Objective —
Reproduce each of the following lines verbatim, keeping every character, number, and line break unchanged.

Data entries —
......
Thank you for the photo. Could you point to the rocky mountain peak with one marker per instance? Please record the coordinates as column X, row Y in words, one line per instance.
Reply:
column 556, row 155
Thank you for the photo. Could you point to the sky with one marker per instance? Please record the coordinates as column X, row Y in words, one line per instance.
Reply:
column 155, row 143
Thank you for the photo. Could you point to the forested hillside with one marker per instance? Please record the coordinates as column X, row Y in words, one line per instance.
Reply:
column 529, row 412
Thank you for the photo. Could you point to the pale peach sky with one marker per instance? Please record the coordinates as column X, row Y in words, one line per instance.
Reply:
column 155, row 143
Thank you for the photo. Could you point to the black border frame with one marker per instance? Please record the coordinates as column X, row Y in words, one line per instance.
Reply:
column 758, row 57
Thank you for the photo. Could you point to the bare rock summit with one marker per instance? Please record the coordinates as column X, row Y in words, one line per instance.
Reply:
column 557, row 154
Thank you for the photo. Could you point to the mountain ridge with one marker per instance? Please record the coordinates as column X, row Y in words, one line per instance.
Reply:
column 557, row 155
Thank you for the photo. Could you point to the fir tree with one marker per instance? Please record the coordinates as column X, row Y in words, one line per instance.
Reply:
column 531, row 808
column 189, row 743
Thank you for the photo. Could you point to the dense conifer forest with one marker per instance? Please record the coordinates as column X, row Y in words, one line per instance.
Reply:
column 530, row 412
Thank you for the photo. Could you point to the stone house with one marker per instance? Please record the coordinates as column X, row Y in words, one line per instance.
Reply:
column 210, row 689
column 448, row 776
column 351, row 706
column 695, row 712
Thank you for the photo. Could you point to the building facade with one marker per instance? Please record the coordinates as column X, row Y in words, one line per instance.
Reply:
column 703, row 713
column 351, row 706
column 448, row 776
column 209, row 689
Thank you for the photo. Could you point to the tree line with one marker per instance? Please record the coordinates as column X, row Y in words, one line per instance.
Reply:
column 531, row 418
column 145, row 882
......
The solution —
Thank you for the photo. Could you point to the rocky mountain peak with one marker per instance? Please record the coordinates as column X, row Y in words, one line per instance.
Reply:
column 556, row 155
Thank you for the photo. Could you point to the sky with one marker per instance? Please record the coordinates as column X, row Y in words, one line per instance.
Reply:
column 155, row 143
Thank you for the photo. Could you point to the forested hillside with one marker per instance? Please record the coordinates as column X, row Y in words, one line per instance.
Reply:
column 529, row 412
Thank you for the photo. Could you point to the pale peach sky with one marker per instance? Please record the coordinates as column X, row Y in words, one line per instance.
Reply:
column 155, row 143
Thank you for the photo. Could you point to the black border frame with one marker per instance? Please record the coordinates as column X, row Y in words, one line per instance.
Reply:
column 758, row 57
Thank you for the photo. Could you point to the bare rock summit with one marker per instance? Please record the coordinates as column X, row Y in words, one line per instance.
Reply:
column 557, row 154
Thank you for the photo. Could you point to the mountain ridge with one marker per instance? Please record the coordinates as column X, row Y in words, one line per instance.
Reply:
column 557, row 155
Thank you for the photo. Could you point to the fir tree with one marker per instance? Please record the coordinates as column X, row Y in words, one line per instance.
Reply:
column 531, row 808
column 189, row 743
Thank you for the photo. Could you point to the dense conifer forest with one marker per instance? Please record the coordinates as column X, row Y in words, one line per instance.
Reply:
column 530, row 412
Thank you for the photo. Could you point to the stone house with one marker per instance? Please record the coordinates as column X, row Y in words, one line per instance.
Reply:
column 210, row 689
column 448, row 776
column 351, row 706
column 695, row 712
Thank you for the photo. Could you point to the building facade with one marker per instance? Please record the coordinates as column X, row Y in words, one line per instance.
Reply:
column 703, row 713
column 351, row 706
column 448, row 776
column 209, row 689
Thank you for the photo. Could you point to the tree line with one marker per instance? Please record the coordinates as column X, row Y in words, one line per instance.
Reply:
column 531, row 418
column 145, row 882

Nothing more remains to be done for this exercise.